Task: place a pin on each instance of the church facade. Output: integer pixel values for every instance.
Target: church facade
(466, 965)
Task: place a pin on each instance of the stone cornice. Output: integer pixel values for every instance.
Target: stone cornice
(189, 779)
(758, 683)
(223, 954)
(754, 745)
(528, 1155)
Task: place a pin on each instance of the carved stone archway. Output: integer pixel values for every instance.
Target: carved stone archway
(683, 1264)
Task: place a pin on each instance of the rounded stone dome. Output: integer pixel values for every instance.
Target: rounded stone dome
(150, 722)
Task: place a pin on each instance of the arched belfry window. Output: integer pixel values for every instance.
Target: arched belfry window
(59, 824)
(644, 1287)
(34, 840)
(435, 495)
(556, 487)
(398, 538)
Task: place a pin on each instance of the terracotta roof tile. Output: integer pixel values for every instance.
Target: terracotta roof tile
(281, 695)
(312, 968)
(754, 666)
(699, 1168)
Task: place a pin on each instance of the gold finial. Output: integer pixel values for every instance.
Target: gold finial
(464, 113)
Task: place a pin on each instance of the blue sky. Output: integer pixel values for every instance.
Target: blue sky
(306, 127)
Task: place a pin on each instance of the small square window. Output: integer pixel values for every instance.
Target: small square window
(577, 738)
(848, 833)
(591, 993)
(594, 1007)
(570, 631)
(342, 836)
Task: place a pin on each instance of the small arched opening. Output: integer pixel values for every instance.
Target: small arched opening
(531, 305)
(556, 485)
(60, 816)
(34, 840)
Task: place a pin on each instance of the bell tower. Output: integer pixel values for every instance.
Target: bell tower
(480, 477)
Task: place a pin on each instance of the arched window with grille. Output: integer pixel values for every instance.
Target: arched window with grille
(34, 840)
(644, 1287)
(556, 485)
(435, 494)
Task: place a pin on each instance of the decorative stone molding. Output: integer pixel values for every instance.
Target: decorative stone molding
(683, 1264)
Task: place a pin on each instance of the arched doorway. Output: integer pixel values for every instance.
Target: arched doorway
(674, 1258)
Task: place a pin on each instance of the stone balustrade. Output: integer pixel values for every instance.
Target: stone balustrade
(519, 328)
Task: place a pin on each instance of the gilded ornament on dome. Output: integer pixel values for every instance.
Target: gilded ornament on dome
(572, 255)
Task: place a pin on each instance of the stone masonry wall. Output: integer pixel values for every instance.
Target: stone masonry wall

■ ■ ■ ■ ■

## Goal of the exercise:
Starting at the line that contains "Task: place a pin on each instance of the decorative", copy each line exactly through the end of the listing above. Include that first line and the last one, and add nothing.

## Task solution:
Task: place a pin on each instance of the decorative stone molding. Output: integer pixel values for every instance.
Target: decorative stone molding
(683, 1264)
Task: place a pin on each instance of the arched doorway. Output: integer pixel values for every instance.
Target: arched doorway
(674, 1258)
Task: place a pin on each instance of the stone balustrade. Output: integer pixel values for every instance.
Target: stone balustrade
(519, 328)
Task: place a pin on each instance of the gilded ornament on dome. Output: integer pixel values for every instance.
Target: gilded ornament on dome
(572, 255)
Task: place a pin on each instance of the stone masonry wall. Output: integer pixel values for every instance.
Target: stone masonry wall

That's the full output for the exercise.